(Source material Opens)

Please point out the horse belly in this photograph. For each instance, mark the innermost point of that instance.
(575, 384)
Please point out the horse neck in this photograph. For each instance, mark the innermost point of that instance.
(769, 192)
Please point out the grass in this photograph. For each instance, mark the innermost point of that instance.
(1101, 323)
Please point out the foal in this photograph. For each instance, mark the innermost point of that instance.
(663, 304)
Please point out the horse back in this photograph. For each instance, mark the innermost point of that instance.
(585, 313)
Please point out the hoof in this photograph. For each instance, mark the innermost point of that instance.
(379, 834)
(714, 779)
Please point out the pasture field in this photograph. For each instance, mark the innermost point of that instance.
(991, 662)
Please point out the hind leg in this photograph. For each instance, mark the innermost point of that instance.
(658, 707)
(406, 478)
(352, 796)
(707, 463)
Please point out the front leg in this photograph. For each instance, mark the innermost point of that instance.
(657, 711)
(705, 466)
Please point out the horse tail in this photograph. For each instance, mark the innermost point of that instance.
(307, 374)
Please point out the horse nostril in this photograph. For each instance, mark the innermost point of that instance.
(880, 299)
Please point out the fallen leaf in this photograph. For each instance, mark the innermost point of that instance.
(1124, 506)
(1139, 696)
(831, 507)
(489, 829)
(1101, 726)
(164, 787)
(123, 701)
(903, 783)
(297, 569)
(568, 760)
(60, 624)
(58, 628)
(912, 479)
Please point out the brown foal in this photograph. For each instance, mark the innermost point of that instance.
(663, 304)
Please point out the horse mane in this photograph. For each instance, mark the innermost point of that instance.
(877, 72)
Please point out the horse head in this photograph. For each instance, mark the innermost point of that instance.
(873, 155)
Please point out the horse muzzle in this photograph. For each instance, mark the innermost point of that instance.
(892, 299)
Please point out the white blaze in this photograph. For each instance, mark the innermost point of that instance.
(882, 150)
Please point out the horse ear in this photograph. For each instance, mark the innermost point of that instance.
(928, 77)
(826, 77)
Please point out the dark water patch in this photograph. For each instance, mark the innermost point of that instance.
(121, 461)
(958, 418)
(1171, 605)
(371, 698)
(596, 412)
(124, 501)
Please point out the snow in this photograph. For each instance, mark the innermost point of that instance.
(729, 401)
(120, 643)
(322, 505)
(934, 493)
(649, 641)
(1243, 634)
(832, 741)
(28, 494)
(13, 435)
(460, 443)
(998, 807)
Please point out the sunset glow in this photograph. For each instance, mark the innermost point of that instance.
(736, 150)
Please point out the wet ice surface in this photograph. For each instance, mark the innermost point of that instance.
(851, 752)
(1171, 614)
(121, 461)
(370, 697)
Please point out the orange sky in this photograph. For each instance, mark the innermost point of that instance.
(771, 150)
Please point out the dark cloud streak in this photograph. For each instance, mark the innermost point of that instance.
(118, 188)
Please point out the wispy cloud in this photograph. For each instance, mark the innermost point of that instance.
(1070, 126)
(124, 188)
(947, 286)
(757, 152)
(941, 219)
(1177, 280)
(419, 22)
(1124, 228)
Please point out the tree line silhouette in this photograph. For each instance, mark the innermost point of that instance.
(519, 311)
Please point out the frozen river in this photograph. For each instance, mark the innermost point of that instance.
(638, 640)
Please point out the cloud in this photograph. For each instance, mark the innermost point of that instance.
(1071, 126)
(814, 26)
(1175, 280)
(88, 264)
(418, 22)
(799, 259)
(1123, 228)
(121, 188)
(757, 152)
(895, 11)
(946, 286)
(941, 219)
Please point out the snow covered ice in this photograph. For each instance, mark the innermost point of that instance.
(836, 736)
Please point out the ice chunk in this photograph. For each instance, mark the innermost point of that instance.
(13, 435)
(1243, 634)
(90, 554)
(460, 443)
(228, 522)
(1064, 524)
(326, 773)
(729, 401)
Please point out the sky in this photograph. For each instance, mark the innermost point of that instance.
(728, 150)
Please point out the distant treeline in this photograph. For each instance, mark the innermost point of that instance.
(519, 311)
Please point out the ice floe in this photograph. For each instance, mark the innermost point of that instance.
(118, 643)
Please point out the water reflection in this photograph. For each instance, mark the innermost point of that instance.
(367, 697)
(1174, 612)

(Source material Closes)

### [Exercise]
Whatever is in the entries above, write it out exactly.

### [Response to this exercise]
Please point out the horse belly in this photograph. For each instance, mark the innermost point of that instance.
(575, 384)
Please point out the horse neck in this photograph. For each instance, mark the innermost point of that instance.
(769, 192)
Please point out the grass in this photograph. For each instance, mark the innermost point of that instance.
(1101, 323)
Please point out the foal in this photograph. For each instance, mark the innermost point of that instance.
(663, 304)
Please point out the horse back in this photograph. For each instance, mark the innermost point of that instance.
(585, 313)
Please point out the hoof in this photograph. For each instance, mark the innermost point of that instance.
(379, 834)
(714, 779)
Please point out the pasture field in this photograph. For each instance, mark the innermost point of that instance.
(991, 662)
Please point out the hind leg in this photograph. For each instance, mark the innermost point of that instance.
(658, 707)
(406, 478)
(352, 796)
(707, 463)
Please point out the front leg in this photograph. For each instance, mark the innermost point of that instance.
(657, 711)
(705, 466)
Please point out the horse tail in this photograph. For each instance, mark the innermost point of that instance.
(307, 374)
Please point out the horse nostril in this photograph. For each instance, mark the innermost point of that instance.
(880, 299)
Please point out the fallen leaf in this photograph. For each instance, mark the innermost point of that instance.
(1124, 506)
(1139, 696)
(831, 507)
(489, 829)
(1101, 726)
(164, 787)
(123, 701)
(903, 783)
(297, 569)
(568, 760)
(60, 624)
(58, 628)
(912, 479)
Please point out the brown foal in this photograph. For each instance, mark the innermost point of that instance.
(663, 304)
Please point out the horse mane in this photograph. For each instance, mark the innermost point of that instance.
(877, 72)
Please point out the horse head in this photograph. For each instance, mark the innermost point of that instance.
(873, 155)
Please point out the horse muzzle in this photograph. For each instance, mark the innermost point of that instance.
(892, 299)
Please point out the white blaze in this photograph. For each instance, mark the innermost point of that instance.
(882, 150)
Please point out the horse ear in this photograph. For each instance, mark the innermost point of that instance.
(928, 77)
(826, 77)
Please point out the dark water patch in this photograph. For each instance, mark the innermost point of that instance.
(121, 461)
(958, 418)
(1171, 605)
(371, 698)
(596, 412)
(124, 501)
Please point out the snow in this photograph. For each instance, mark the innermost point of that instance.
(729, 401)
(120, 643)
(322, 505)
(934, 493)
(649, 641)
(1243, 634)
(832, 741)
(28, 494)
(13, 435)
(460, 443)
(998, 807)
Please point out the sunset glow in this photograph. For each instance, mark the innermost point of that instance.
(736, 150)
Please point out the wet ice surface in this photograph. For each instance, mark the innermost point of that instance.
(851, 752)
(1171, 614)
(121, 461)
(370, 697)
Please point out the orange sky in this photograph. For each instance, mark the innermost point of that instance.
(771, 150)
Please point out the dark cloud streak in this photograph. For each instance, mark the innermost point of that instance.
(118, 188)
Please point out the wispy cloud in this photograph. For each instance, mark the innermost point of that instance.
(1070, 126)
(124, 188)
(947, 286)
(757, 152)
(941, 219)
(1177, 280)
(419, 22)
(1124, 228)
Please point out the tree line silhouette in this photograph. For each instance, mark the innermost point of that instance.
(519, 311)
Please point out the frozen river in this photograph. For each instance, mark the innermost point of that instance.
(638, 640)
Please point out the cloud in this photograph. For each instance, mark the innermost point of that instance.
(1071, 126)
(814, 26)
(1175, 280)
(88, 264)
(418, 22)
(799, 259)
(1123, 228)
(121, 188)
(757, 152)
(895, 11)
(946, 286)
(941, 219)
Please point out the snow covered ice in this photograph. For each instance, mark the innermost point of that instance.
(836, 736)
Please point out the ice chunk in this photograph. For each instance, mark the innermost point of that instance.
(13, 435)
(1243, 634)
(90, 554)
(460, 443)
(228, 522)
(1064, 524)
(326, 773)
(729, 401)
Please point out the sky in this photograph. For each instance, mark the innermost point of that instance.
(728, 150)
Please point out the distant treeline in this photograph. For each instance, mark the innermost point of that instance.
(519, 311)
Please point out the ice floe in this photograph. For each instance, mark the innermost point of that instance.
(118, 643)
Please point out the water reflection in this photograph. For each instance, mark the innermost point of that instance.
(367, 697)
(1174, 612)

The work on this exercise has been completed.